• **TASK DESCRIPTION**
Please pick out every line in the entries below that contains the word "stretcher", and copy each one.

════════════════════

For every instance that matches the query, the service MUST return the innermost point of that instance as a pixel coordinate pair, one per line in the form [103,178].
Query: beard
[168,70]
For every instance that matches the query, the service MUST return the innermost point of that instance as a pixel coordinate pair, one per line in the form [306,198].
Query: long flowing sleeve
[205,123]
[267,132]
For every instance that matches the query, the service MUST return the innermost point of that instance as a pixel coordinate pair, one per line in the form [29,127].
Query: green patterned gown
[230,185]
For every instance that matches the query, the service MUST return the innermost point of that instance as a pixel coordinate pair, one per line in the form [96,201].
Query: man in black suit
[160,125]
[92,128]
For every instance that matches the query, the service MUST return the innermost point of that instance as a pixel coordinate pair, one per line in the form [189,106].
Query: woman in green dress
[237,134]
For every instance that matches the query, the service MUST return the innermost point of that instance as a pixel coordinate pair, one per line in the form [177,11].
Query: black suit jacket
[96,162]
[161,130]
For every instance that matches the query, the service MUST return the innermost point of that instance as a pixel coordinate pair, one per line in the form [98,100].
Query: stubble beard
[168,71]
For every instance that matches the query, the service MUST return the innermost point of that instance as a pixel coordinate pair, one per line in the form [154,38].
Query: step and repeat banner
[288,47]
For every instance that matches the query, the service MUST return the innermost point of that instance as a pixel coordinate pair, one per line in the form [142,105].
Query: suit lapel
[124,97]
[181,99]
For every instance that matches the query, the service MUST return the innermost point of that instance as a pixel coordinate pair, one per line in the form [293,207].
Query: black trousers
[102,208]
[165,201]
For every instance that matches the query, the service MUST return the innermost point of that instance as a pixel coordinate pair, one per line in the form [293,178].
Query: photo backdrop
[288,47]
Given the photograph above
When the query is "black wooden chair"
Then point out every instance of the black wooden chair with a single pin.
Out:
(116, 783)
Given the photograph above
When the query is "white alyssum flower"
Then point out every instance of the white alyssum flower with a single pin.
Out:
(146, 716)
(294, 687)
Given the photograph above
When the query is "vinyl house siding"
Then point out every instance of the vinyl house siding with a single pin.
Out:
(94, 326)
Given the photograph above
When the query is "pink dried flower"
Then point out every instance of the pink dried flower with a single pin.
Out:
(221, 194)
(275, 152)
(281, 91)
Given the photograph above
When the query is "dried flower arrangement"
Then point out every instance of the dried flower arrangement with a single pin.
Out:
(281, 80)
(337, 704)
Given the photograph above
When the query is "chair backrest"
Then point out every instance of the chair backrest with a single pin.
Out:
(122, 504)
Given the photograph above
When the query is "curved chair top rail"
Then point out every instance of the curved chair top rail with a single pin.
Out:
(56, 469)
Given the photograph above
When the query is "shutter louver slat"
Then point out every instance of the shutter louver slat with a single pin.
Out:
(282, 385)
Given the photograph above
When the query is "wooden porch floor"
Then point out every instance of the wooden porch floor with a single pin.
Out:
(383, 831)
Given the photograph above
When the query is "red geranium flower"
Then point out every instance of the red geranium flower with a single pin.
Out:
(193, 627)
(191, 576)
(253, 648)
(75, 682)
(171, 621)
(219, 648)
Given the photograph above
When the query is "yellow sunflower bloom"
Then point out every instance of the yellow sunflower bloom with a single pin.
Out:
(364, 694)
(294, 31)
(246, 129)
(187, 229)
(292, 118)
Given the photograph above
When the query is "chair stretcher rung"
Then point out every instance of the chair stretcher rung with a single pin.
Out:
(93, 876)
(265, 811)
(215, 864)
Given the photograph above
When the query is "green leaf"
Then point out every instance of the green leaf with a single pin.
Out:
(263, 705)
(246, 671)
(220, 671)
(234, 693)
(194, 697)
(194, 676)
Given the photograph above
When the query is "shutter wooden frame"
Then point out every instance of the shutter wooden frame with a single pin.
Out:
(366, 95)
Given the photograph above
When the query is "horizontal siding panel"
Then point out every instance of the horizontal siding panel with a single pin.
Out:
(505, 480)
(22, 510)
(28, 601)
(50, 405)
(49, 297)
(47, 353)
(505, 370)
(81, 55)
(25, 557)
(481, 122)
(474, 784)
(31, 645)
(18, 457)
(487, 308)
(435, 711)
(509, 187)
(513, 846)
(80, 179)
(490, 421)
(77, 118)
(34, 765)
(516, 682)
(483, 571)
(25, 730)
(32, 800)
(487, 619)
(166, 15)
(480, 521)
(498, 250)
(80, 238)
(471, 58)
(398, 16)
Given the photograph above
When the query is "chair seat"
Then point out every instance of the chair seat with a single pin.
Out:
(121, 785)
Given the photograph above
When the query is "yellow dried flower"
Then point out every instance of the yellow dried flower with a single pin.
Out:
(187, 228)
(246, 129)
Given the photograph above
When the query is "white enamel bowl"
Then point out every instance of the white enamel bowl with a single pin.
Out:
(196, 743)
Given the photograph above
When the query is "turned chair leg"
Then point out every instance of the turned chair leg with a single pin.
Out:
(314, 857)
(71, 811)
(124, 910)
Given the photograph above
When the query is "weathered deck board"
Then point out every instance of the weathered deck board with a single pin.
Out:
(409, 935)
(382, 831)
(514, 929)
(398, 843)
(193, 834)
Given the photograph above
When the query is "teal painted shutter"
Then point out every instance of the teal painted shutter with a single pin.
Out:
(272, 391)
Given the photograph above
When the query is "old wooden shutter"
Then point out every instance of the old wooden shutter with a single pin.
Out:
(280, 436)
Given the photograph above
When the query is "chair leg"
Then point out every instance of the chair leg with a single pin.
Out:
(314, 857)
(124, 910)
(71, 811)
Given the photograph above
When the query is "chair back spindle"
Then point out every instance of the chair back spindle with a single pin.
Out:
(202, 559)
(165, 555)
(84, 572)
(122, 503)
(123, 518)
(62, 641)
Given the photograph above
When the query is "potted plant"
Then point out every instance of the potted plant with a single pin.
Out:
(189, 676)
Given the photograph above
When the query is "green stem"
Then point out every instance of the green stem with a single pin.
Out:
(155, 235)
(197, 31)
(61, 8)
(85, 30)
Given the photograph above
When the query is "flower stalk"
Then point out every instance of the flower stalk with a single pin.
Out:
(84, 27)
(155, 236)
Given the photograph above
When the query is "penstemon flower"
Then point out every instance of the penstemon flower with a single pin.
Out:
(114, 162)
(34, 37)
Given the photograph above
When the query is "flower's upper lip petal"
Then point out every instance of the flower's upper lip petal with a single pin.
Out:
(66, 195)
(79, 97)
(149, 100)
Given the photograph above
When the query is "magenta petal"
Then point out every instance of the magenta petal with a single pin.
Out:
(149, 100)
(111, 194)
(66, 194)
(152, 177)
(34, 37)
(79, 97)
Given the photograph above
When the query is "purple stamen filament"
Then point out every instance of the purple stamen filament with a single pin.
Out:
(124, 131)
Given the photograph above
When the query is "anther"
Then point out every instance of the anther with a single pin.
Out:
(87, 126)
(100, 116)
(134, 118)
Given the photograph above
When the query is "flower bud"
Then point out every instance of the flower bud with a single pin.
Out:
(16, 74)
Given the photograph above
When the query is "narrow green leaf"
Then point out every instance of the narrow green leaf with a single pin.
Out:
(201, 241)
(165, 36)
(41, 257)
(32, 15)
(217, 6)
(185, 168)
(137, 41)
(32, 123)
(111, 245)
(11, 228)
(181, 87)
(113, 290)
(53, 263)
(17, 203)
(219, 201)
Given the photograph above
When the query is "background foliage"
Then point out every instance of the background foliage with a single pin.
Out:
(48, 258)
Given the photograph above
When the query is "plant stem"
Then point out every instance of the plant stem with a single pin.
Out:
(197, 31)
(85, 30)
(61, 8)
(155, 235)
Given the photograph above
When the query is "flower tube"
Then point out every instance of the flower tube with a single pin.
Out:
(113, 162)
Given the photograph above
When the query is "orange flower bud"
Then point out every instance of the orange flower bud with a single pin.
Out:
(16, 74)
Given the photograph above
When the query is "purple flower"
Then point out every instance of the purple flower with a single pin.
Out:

════════════════════

• **ANSWER TO THE PROBLEM**
When the query is "chair stretcher rung"
Then point out every instance of the chair stretcher rung with a single pin.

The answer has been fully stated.